### Exercise
Take the data below and copy exactly the lines starting at the one with "Query: brown ponytail" and finishing at the one with "[[976, 449]]", both included.

─── Provided entries

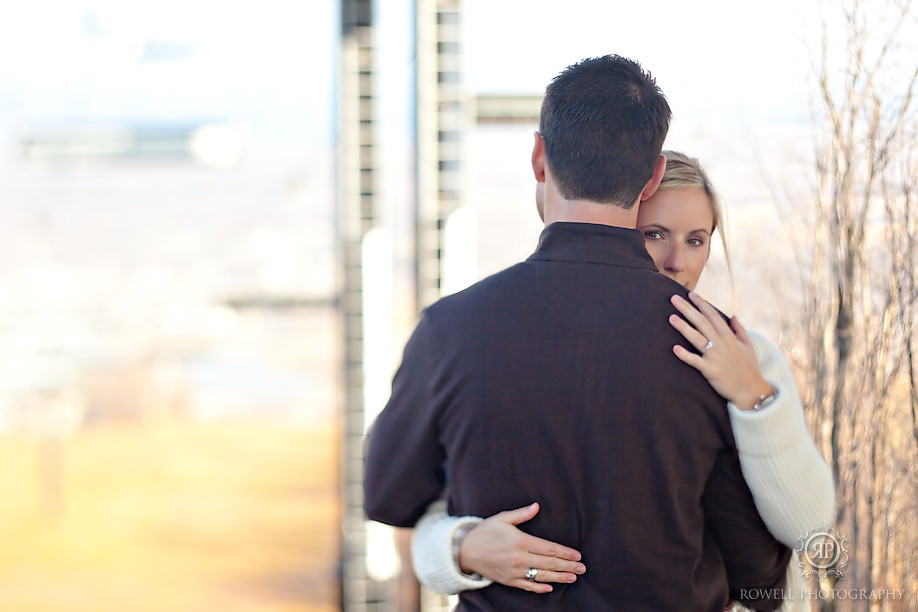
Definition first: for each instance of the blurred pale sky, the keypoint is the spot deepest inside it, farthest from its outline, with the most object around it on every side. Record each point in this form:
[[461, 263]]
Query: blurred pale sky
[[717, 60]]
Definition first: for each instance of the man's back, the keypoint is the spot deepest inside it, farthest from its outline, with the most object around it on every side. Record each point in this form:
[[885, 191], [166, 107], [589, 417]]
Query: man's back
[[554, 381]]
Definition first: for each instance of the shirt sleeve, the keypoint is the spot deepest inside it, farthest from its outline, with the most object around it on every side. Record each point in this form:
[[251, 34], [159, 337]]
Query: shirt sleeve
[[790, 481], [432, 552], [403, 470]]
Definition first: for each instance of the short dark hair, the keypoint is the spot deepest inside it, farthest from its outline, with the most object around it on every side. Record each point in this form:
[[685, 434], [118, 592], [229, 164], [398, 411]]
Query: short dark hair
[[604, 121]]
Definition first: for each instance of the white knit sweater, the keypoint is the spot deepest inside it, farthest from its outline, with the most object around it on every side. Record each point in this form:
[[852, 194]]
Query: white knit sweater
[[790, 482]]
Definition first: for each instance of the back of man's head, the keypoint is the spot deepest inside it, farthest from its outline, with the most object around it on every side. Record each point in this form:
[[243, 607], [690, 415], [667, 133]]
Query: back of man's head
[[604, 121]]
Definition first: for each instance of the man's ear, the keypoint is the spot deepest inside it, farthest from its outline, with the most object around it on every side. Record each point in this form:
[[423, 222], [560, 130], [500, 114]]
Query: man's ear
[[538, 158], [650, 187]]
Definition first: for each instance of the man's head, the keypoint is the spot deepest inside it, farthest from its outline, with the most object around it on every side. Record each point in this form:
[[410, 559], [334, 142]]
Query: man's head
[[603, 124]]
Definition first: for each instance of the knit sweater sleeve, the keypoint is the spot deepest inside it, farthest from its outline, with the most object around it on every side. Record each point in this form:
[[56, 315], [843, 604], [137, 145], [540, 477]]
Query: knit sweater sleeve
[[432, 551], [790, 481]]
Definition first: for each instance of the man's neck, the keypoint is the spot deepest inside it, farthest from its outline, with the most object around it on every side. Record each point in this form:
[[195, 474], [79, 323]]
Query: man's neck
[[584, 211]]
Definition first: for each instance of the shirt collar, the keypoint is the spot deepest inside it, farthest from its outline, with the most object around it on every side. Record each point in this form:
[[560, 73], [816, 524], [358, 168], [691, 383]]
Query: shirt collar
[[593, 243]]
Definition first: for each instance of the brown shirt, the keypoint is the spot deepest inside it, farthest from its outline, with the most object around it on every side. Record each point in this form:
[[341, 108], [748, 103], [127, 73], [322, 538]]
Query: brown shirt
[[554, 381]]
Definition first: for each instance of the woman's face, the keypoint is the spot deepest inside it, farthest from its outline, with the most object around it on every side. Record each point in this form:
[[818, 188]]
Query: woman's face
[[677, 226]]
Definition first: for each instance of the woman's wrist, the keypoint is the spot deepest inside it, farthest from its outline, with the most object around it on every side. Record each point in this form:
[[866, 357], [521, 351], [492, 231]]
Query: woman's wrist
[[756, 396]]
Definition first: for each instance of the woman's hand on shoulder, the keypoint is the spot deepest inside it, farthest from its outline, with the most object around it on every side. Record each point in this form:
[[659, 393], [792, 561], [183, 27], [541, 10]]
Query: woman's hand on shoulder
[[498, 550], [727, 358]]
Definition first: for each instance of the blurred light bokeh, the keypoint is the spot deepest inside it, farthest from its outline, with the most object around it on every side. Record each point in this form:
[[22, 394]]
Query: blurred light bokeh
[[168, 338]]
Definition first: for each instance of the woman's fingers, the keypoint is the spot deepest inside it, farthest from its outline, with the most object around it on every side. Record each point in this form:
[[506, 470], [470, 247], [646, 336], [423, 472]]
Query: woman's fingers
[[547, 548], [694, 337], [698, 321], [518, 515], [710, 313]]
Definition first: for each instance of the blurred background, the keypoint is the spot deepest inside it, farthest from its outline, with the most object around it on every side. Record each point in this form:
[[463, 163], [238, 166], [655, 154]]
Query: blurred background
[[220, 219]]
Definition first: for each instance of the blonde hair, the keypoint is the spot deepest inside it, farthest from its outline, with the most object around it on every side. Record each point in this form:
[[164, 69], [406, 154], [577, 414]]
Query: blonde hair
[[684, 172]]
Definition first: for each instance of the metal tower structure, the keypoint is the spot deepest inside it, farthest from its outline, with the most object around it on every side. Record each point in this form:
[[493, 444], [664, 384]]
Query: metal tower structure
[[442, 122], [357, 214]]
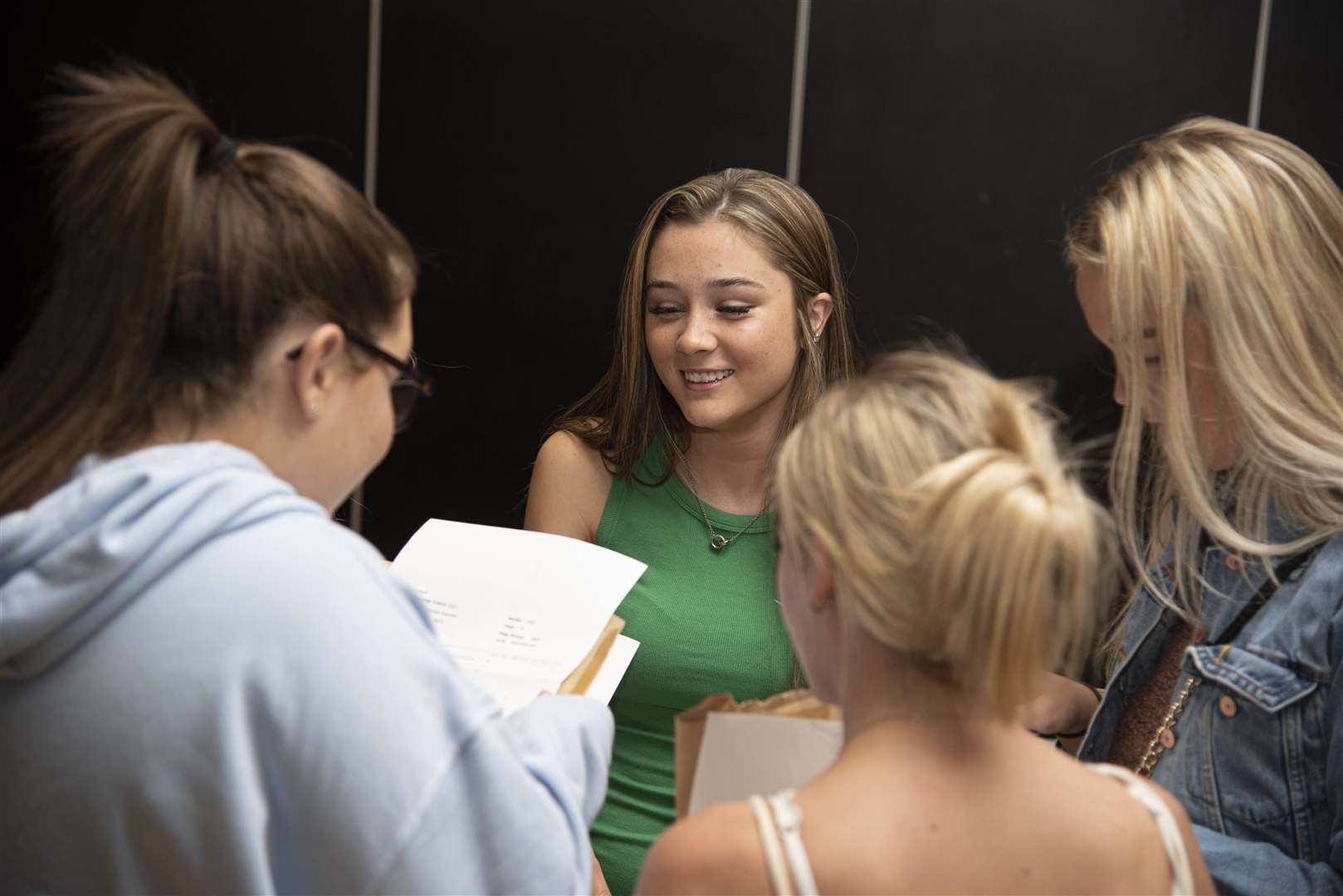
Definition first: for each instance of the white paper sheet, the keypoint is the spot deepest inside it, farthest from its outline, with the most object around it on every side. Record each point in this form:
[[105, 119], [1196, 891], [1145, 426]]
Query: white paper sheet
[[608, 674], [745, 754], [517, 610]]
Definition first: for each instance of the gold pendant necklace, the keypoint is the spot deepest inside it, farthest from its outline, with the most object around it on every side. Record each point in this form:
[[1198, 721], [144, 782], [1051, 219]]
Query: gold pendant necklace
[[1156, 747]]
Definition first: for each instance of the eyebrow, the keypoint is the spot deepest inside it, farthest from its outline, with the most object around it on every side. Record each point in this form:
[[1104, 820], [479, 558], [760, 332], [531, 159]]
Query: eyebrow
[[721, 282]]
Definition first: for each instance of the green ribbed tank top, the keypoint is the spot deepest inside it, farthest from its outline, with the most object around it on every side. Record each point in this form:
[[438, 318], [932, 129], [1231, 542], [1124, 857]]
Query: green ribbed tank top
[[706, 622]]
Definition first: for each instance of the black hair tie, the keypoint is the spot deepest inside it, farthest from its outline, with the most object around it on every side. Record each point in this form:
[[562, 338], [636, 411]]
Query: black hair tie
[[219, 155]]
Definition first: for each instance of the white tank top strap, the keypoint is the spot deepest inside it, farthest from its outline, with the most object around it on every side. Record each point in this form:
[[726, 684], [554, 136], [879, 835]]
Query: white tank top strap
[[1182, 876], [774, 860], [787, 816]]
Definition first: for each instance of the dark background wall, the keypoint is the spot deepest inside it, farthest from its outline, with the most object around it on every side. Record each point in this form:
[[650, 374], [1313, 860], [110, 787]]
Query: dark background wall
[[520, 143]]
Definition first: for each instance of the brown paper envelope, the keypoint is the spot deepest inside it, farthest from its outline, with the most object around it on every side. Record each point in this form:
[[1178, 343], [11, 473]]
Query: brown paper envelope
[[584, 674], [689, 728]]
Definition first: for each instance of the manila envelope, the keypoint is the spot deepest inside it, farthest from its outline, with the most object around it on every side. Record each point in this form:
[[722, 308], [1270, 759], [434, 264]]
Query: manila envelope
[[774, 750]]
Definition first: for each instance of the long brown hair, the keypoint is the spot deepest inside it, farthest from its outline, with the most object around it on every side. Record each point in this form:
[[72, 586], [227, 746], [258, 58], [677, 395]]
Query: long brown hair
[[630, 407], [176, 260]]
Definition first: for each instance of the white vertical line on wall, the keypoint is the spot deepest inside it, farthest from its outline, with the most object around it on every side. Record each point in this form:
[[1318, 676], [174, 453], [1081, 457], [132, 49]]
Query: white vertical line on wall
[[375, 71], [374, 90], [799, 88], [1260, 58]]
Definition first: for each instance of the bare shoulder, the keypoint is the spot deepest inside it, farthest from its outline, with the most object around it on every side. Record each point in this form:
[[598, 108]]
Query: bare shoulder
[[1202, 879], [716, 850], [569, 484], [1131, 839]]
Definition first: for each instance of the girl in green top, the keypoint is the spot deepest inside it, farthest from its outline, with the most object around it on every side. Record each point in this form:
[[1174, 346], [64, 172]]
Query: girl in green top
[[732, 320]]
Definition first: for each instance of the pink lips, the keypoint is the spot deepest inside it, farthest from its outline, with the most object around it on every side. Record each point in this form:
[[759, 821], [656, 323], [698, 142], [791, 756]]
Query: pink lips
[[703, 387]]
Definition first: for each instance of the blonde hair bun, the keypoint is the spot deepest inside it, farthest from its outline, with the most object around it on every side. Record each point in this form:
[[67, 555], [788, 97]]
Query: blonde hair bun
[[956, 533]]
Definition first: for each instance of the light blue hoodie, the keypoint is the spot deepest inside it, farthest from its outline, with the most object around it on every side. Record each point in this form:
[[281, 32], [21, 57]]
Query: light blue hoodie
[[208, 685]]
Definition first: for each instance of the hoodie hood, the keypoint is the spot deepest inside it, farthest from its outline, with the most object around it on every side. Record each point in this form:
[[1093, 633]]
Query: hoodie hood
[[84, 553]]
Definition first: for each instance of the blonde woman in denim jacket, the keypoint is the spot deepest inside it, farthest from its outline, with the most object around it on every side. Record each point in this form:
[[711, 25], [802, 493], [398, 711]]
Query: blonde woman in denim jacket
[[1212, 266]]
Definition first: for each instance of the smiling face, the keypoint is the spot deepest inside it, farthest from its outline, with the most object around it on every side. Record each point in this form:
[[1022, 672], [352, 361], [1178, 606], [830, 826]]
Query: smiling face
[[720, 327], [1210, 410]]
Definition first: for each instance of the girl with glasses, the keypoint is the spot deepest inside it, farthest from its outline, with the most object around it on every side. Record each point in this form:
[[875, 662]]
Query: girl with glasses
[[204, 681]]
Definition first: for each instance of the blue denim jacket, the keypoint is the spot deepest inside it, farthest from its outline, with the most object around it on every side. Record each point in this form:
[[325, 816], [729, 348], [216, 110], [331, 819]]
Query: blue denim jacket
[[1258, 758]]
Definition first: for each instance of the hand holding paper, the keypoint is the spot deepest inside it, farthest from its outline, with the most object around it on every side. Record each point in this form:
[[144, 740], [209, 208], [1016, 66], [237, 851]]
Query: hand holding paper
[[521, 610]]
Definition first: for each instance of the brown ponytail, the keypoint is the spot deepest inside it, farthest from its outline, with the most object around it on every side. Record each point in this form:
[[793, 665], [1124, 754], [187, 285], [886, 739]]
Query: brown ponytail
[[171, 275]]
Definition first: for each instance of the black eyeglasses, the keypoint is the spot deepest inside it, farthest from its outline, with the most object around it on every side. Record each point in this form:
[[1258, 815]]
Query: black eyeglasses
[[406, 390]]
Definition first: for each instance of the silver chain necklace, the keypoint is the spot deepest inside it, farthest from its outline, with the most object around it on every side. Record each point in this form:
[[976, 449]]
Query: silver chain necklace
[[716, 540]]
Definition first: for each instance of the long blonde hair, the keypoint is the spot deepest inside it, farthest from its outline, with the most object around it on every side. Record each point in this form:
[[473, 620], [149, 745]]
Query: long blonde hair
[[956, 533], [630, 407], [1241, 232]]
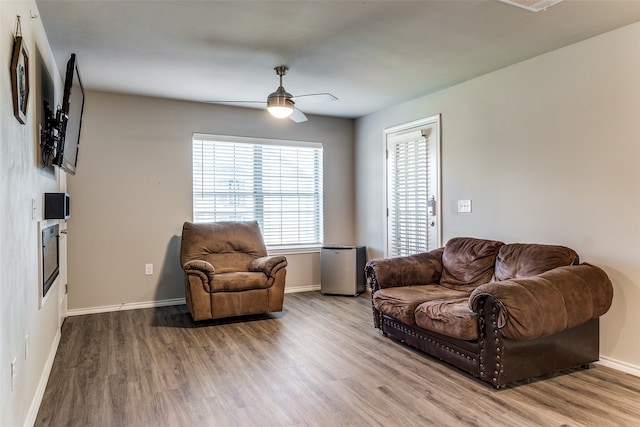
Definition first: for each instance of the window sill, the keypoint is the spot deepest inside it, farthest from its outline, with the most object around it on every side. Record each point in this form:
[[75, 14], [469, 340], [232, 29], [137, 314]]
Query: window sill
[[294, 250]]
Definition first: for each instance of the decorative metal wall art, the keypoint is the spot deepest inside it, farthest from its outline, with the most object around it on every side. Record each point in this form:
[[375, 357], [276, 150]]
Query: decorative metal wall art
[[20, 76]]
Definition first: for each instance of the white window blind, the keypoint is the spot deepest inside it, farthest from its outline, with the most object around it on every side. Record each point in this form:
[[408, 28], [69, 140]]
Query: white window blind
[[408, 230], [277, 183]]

──────

### Answer box
Query: brown ponytail
[[171, 275]]
Definition first: for each instance of the black eyeglasses, the keypoint is the spot deepest inside it, farthest from its outline, with the most object around it on every side. Record each point in this form:
[[1258, 815]]
Query: black eyeglasses
[[406, 390]]
Definition first: for each instance of the silver chain necklace, the keypoint is the spot deepest inside it, farthest from its outline, with the most object around it on every side. Record each point in this form:
[[976, 449]]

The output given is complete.